To do = Output the lines below verbatim, from the line containing "For every instance of the black" up to and including the line containing "120], [283, 294]]".

Excerpts from point annotation data
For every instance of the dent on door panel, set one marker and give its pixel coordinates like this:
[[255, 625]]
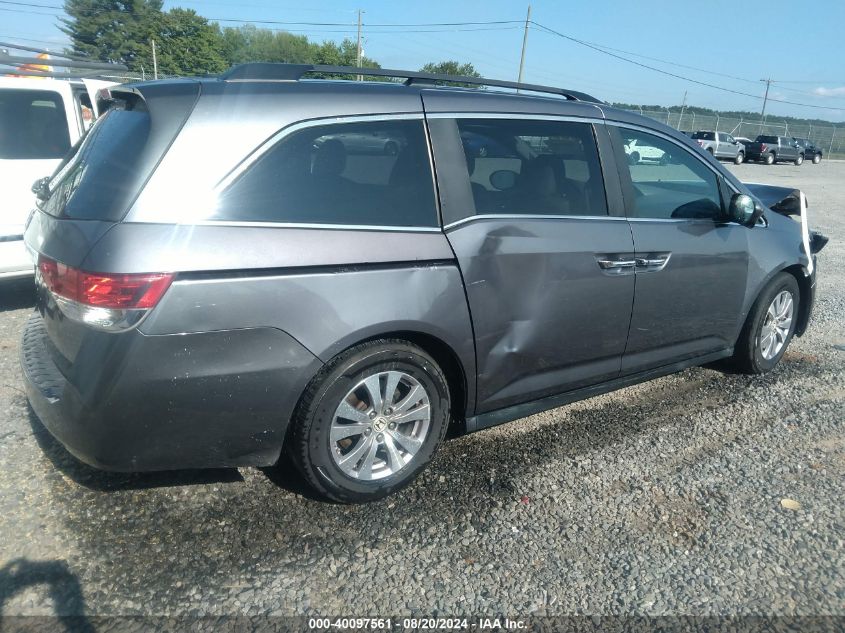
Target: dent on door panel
[[547, 318]]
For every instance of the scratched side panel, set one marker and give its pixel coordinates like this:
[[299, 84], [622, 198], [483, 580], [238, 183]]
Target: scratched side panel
[[329, 311], [547, 318]]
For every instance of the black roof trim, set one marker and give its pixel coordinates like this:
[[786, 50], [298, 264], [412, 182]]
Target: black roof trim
[[261, 71]]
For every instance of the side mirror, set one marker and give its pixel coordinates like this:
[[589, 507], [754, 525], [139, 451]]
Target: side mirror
[[744, 210]]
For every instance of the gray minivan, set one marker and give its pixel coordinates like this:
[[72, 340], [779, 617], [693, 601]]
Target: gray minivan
[[232, 267]]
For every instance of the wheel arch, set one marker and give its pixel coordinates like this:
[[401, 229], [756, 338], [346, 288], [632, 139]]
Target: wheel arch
[[448, 360], [805, 288]]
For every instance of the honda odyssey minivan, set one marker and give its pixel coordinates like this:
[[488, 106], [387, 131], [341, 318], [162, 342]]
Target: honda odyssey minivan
[[226, 271]]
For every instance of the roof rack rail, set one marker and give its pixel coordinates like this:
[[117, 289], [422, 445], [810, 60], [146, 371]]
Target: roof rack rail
[[263, 71], [31, 66]]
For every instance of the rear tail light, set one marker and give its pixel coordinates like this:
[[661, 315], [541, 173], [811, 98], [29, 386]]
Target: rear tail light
[[111, 302]]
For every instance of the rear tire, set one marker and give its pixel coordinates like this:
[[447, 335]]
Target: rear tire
[[349, 439], [752, 353]]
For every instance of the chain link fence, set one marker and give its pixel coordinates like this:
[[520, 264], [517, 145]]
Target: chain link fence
[[830, 138]]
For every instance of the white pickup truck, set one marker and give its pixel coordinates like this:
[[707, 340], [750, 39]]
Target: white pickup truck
[[40, 120]]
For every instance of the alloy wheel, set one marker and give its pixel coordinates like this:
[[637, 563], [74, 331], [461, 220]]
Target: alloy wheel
[[380, 425], [776, 325]]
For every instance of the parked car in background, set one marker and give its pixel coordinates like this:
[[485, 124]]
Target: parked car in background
[[771, 149], [811, 152], [720, 145], [639, 152], [40, 120], [283, 294]]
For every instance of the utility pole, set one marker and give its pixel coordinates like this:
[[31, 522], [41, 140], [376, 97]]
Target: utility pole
[[765, 99], [524, 43], [360, 77]]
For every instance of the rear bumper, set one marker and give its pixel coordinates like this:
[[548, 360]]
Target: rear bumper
[[14, 259], [808, 302], [206, 400]]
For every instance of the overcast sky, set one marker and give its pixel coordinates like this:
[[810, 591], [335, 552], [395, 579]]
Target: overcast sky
[[728, 44]]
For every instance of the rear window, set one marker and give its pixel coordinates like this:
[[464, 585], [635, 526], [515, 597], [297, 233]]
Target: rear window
[[102, 176], [374, 173], [33, 124]]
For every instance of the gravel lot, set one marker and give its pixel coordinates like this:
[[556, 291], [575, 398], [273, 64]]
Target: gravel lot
[[664, 498]]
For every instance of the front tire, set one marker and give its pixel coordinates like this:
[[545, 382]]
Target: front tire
[[769, 327], [370, 421]]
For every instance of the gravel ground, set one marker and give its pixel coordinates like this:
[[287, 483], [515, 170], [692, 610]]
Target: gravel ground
[[664, 498]]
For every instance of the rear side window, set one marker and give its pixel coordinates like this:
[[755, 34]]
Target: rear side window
[[102, 176], [533, 167], [33, 125], [374, 173]]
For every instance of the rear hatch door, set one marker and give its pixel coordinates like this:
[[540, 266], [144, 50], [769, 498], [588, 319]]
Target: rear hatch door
[[94, 187]]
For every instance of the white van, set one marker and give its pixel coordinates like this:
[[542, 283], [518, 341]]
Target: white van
[[40, 120]]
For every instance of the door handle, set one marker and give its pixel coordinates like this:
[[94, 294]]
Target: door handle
[[654, 263], [644, 262], [616, 264]]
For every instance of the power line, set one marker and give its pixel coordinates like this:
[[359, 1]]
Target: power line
[[675, 75]]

Answer in full =
For every instance of the black roof trim, set one marker and give its pixel coordinates like this:
[[786, 50], [298, 264], [412, 182]]
Target: black roof trim
[[261, 71]]
For every instance of the side mirror, set one marker and give its pixel coordinates like this:
[[589, 507], [754, 525], [139, 451]]
Target: side mirror
[[744, 210]]
For every instance of the gray minivan, set one marker and give its pixel coordinates like this:
[[72, 340], [779, 617], [693, 601]]
Target: gray minivan
[[232, 267]]
For every instance of the wheel arch, set one marker and give its pixel coordinates like this:
[[401, 229], [756, 338], [346, 288], [632, 139]]
Target: wheel arch
[[448, 360], [805, 288]]
For every instance of the honda odyssey minivan, set one marker and give its pixel coordinates like this:
[[488, 106], [387, 131], [341, 318], [162, 342]]
Target: honda odyssey minivan
[[226, 271]]
For every instance of the roof rack rail, set one marker and give its pixel coordinates like this:
[[117, 289], [422, 445], [810, 60], [146, 371]]
Target: roof rack rail
[[263, 71], [31, 66]]
For every instance of the rear tail light, set one marker and give its pixel coordinates like this:
[[661, 315], [541, 173], [811, 98], [29, 386]]
Target: rear tail light
[[111, 302]]
For every instance of the rear tire, set one marker and give its pixel coordinates like this:
[[447, 335]]
Target: rear tire
[[349, 439], [752, 353]]
For every instance of the chain link fence, set one marker and give its pixel coordinates like this:
[[520, 264], [517, 145]]
Target: chain link fence
[[830, 138]]
For every instance of the white pickup truck, set one marker and give its pixel coordinates like this:
[[707, 340], [750, 39]]
Target: white pickup truck
[[40, 120]]
For every instance of the alloy wheel, set one marker and give its pixel coordinates like this:
[[637, 563], [74, 331], [461, 220]]
Target: alloy wheel
[[380, 425], [776, 325]]
For every instance of the parked car in background, set one marker and give its pixel coordinates like this:
[[485, 124]]
Target: parked car in background
[[771, 149], [811, 152], [720, 145], [639, 152], [40, 120], [283, 294]]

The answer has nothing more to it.